* _Written problem_: Please copy all the entries below line for line, without any change, and leave the pictures out.

[Dataset excerpt]
###

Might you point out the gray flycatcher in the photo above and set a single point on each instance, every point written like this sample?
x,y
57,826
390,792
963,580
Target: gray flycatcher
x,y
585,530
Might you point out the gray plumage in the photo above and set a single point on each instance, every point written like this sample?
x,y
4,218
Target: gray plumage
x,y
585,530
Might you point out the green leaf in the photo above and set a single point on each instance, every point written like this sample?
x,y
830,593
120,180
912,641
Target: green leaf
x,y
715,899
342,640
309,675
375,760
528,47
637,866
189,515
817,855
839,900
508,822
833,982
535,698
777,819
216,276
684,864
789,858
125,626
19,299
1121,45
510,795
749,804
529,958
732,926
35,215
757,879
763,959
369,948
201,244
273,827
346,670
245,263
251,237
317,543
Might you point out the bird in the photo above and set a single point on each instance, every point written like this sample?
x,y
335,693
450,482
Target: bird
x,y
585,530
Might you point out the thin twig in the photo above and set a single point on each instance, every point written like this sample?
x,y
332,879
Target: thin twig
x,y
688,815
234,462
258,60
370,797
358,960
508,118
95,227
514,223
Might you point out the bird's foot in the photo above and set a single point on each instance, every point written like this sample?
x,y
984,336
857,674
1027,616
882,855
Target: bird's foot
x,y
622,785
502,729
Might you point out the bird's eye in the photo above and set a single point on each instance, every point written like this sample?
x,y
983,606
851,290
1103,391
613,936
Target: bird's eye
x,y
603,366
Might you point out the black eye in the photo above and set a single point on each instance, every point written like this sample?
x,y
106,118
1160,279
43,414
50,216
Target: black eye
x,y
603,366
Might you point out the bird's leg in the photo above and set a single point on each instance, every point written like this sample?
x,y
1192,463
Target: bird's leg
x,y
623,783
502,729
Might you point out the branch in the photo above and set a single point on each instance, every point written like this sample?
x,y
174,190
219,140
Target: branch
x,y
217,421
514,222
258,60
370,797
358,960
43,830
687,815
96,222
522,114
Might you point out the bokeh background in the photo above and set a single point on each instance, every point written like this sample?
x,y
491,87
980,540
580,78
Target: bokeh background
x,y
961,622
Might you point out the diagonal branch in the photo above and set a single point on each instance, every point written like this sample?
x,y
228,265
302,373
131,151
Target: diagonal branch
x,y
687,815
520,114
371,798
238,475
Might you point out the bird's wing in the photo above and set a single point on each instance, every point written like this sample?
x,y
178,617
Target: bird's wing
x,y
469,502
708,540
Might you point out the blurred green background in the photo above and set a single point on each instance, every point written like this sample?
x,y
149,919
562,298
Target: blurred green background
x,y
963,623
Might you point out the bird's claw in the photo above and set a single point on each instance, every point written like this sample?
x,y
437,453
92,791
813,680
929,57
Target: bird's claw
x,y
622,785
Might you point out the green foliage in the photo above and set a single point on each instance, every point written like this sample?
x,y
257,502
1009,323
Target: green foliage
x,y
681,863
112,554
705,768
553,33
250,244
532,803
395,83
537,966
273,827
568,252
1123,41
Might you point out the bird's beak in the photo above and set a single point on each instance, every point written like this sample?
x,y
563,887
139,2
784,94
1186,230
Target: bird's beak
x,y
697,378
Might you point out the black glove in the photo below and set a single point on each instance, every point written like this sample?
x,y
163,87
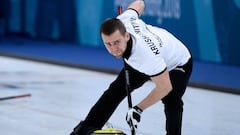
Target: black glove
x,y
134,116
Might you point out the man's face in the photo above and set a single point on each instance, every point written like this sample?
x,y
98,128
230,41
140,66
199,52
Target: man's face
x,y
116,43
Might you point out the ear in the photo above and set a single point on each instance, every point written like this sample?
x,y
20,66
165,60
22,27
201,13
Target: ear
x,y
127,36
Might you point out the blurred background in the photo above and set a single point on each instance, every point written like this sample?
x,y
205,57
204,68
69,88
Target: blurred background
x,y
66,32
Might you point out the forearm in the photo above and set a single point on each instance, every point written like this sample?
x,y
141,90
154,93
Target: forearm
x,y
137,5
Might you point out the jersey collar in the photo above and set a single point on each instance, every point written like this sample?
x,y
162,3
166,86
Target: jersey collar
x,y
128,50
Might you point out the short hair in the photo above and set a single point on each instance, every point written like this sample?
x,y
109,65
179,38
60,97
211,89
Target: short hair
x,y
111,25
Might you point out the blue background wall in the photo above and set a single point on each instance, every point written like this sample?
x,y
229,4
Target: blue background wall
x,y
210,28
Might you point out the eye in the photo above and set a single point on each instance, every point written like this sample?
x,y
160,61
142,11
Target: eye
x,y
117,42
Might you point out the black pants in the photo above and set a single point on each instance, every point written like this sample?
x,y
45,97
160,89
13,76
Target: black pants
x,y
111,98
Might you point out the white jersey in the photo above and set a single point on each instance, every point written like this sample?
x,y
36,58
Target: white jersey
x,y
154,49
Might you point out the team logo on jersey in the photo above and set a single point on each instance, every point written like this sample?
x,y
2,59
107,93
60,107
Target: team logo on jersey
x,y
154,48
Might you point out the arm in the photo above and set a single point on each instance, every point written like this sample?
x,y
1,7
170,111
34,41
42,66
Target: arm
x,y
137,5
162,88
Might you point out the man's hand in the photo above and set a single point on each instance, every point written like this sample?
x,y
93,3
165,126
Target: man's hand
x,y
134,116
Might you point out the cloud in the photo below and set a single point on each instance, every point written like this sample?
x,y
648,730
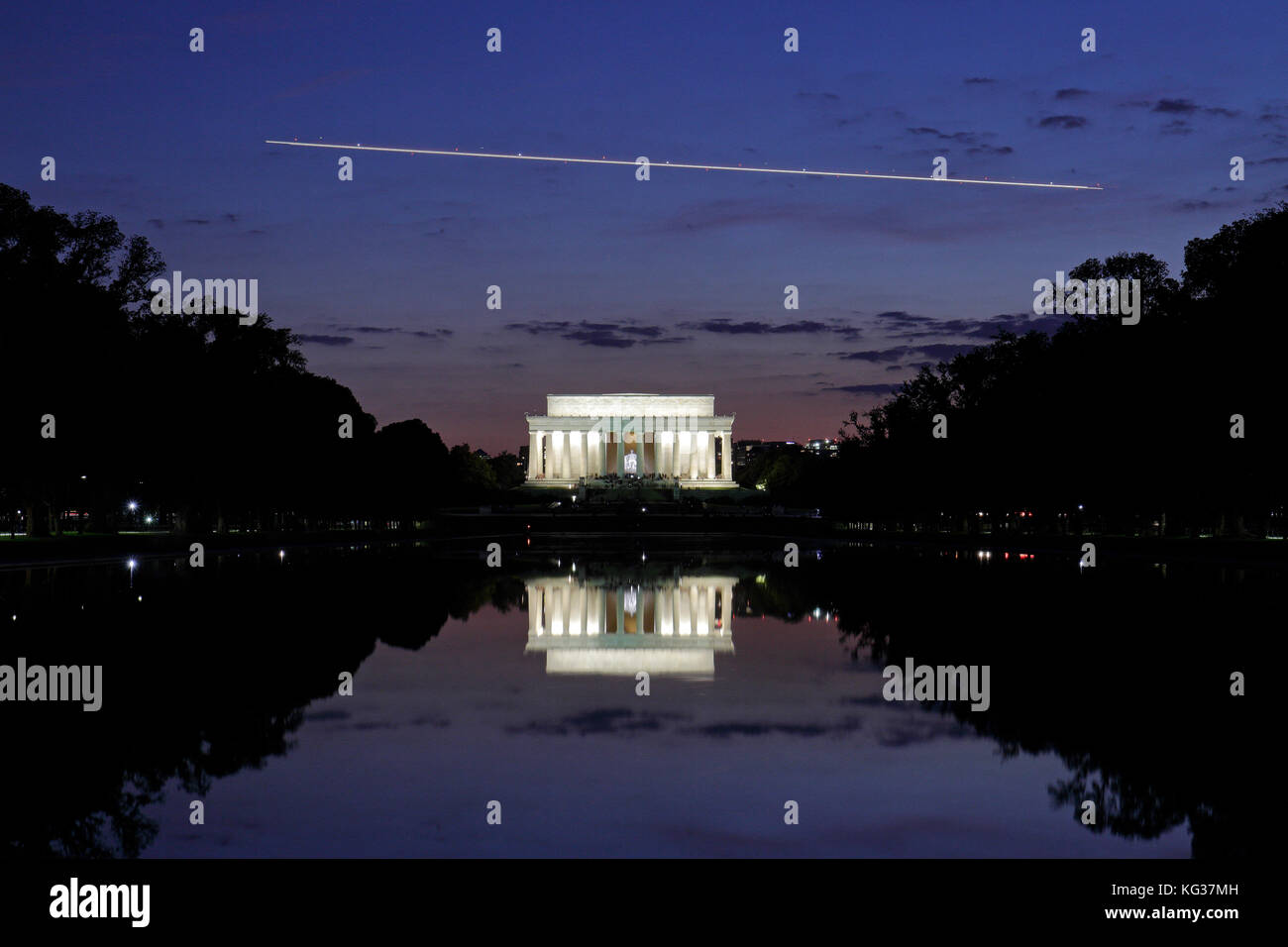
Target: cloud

###

* _Solution to this task_:
Might you point out the gray flycatcher in the photo above and set a single point on each instance, every point written like this sample?
x,y
57,826
390,792
963,580
Target: gray flycatcher
x,y
585,530
Might you point out the gray plumage in the photo above and set a single point on each instance, every point written like this sample?
x,y
4,218
Target: gray plumage
x,y
585,530
Might you point out the green leaf in the photo above and set a single point on each instance, every point written like this sample?
x,y
830,593
120,180
912,641
Target: green leaf
x,y
715,899
342,640
309,675
375,760
528,47
637,866
189,515
817,855
839,900
508,822
833,982
535,698
777,819
216,276
684,864
789,858
125,626
19,299
1121,45
510,795
749,804
529,958
732,926
35,215
757,879
763,959
369,948
201,244
273,827
346,670
245,263
251,237
317,543
Might you point out the bird in the photo above and set a single point on each instance, every point written like this sample?
x,y
335,693
450,482
Target: bird
x,y
585,530
Might you point out the thin twig in the photo above and set a single point on each instance, every point written like this sample?
x,y
332,879
Target: thin twig
x,y
688,815
234,462
258,60
370,797
358,960
508,118
95,227
514,223
Might you point out the bird's foot in the photo above and set a single point on each instance, every point written like this sample?
x,y
984,336
857,674
1027,616
882,855
Target: bird's foot
x,y
622,785
502,729
Might you point out the bird's eye in the photo above and set a single point on each instance, every point written like this sample?
x,y
983,606
851,290
1103,391
613,936
Target: bird's eye
x,y
603,366
Might you point out the black eye in the photo above and set a single point on each instance, every point written like this sample?
x,y
106,118
1160,279
43,414
50,216
Target: black eye
x,y
603,366
Might you point out the bird's leg in the photo above and set a single point on each instance, every point written like this sample?
x,y
1192,463
Target: bird's leg
x,y
623,783
502,729
Might you point out the branch in the photo above and set a single point on each instance, every point written like this sample?
x,y
174,190
219,140
Target: branch
x,y
217,421
514,222
258,60
370,797
358,960
43,830
687,815
96,222
522,114
Might you point out the bokeh background in the photo above and set a single point on each instance, every point written like this sample?
x,y
491,87
980,540
580,78
Target: bokeh background
x,y
961,622
Might you point out the diagonal branch in the photo above and set a single point on each instance, every point written like this sample?
x,y
228,265
302,373
131,151
Target: diagonal branch
x,y
687,815
520,114
371,798
238,475
Might you point out the bird's wing in the photo above and set a single point on each instance, every point written like this sample?
x,y
178,617
Target: bird's wing
x,y
469,502
708,540
Might you point out the blurred green background in the photo above and set a single point on each instance, every point written like this sample?
x,y
149,919
562,298
Target: blurred green background
x,y
963,623
Might you point out the bird's claw in the photo above and set a single point on each instance, every point written like this sample?
x,y
437,453
92,791
813,680
929,57
Target: bird's claw
x,y
622,785
Might you point out the green foliage in the photo above and set a single point on each instance, every point written like this sample?
x,y
257,502
1009,323
Target: green foliage
x,y
681,863
112,554
705,768
553,33
250,244
532,803
395,83
537,966
273,827
568,252
1123,41
Might you point out the bird's beak in the photo above and set a single point on each instance, every point written like this sample?
x,y
563,887
139,2
784,94
1186,230
Target: bird's beak
x,y
697,378
Might you point out the black glove in the photo below and set a single point on each instance, every point written like this sample?
x,y
163,87
Target: black glove
x,y
134,116
Might you point out the man's face in the photo above and set a single point on each instance, every point written like this sample?
x,y
98,128
230,41
140,66
199,52
Target: man's face
x,y
116,43
Might you point out the ear in the photo above and set a single point on each instance, every point written like this sample?
x,y
20,66
165,60
22,27
201,13
Target: ear
x,y
127,36
Might you point out the blurred background in the photo above and set a single point on each instance, every point written like this sample?
x,y
205,57
204,68
69,88
Target: blurred background
x,y
66,32
Might you point out the forearm in the photo above and set a single point on each instance, every point written like this sample?
x,y
141,90
154,93
Target: forearm
x,y
137,5
Might you point out the jersey collar in the photo above and set a single point on each instance, every point written like this sample?
x,y
162,3
166,86
Target: jersey collar
x,y
128,50
Might you point out the short hair in the photo above and set a single point on each instance, every point written like this sample?
x,y
109,65
179,38
60,97
211,89
Target: short hair
x,y
111,25
Might you point out the blue background wall in the photo above and set a single point on each instance, every point written like this sample?
x,y
229,4
Target: blue background wall
x,y
210,28
Might you point out the eye in the photo above and set a single point on each instance, every point written like this sample?
x,y
160,61
142,11
Target: eye
x,y
117,42
Might you point out the black pants in the photo above and set a single point on each instance, every point written like this sample?
x,y
45,97
160,89
13,76
Target: black pants
x,y
111,98
Might you point out the white jersey in the photo above and set a single point on each instance, every point written like this sample?
x,y
36,58
Target: white jersey
x,y
154,49
Might you point out the team logo on jersey in the photo above and set a single point on each instance, every point written like this sample?
x,y
2,59
107,93
60,107
Target: team logo on jersey
x,y
154,48
Might you point out the arm in the photo above and set a single point on each instance, every point written like this sample?
x,y
1,7
170,111
34,41
42,66
Target: arm
x,y
137,5
162,88
Might you point out the man's hand in the photo above and set a single point on each instance, every point written like this sample?
x,y
93,3
165,126
Target: man's hand
x,y
134,116
Might you point out the cloud in the photo below and set a single point on each instance, every point written like this sample?
x,y
648,730
Target: cloud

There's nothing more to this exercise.